Sukses

Fahri PKS: 12 Tahun UU KPK, Hampir Semua Pimpinan Jadi Tersangka

Menurut Fahri, kelonggaran pengawasan inilah yang memicu terjadinya penyalahgunaan wewenang di KPK.

Liputan6.com, Jakarta - Rancangan Undang-Undang atas perubahan UU Nomor 30 Tahun 2002 tentang Komisi Pemberantasan Korupsi (KPK), resmi masuk prioritas Program Legislasi Nasional (Prolegnas) 2015. RUU ini menggeser RUU atas perubahan UU Nomor 33 Tahun 2004 tentang Penyimpanan Keuangan Pusat dan Daerah, yang akan dimasukkan ke Prolegnas berikutnya.

Wakil Ketua DPR Fahri Hamzah mengatakan, salah satu poin penting yang perlu dikoreksi dalam UU KPK adalah longgarnya pengawasan terhadap kinerja penyidik maupun pimpinan KPK. Menurut Fahri, kelonggaran pengawasan inilah yang memicu terjadinya penyalahgunaan wewenang.

"Problem di KPK adalah UU KPK Nomor 30 tahun 2002. Usia UU ini sudah 12 tahun. Setelah 12 tahun, hampir semua pimpinan KPK menjadi tersangka," kata Fahri di Gedung DPR, Jakarta, Rabu (24/6/2015).

Fahri juga mengkritik 'perseteruan' antara KPK, Polri, dan Kejaksaan Agung yang selama ini dipertontonkan kepada publik.
- - - - - - -
## Tugas 1
Menurut berita tentang revisi UU KPK, di mana Fahri Hamzah menyampaikan pernyataannya pada Rabu (24/6/2015)?
- - - - - - -
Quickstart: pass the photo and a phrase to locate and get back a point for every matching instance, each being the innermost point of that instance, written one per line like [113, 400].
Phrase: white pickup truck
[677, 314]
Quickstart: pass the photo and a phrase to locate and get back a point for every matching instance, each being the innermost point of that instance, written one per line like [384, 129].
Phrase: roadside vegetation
- - - - - - -
## Tugas 2
Tukar "roadside vegetation" dengan "roadside shrubs" pada baris-baris daftar mulai dari baris yang memuat "like [384, 129]." sampai akhir daftar, kedua ujungnya termasuk. Tuliskan ulang hanya baris-baris itu tanpa perubahan lain.

## Jawaban Lengkap 1
Di Gedung DPR, Jakarta.

## Jawaban Lengkap 2
Quickstart: pass the photo and a phrase to locate and get back a point for every matching instance, each being the innermost point of that instance, written one per line like [384, 129].
Phrase: roadside shrubs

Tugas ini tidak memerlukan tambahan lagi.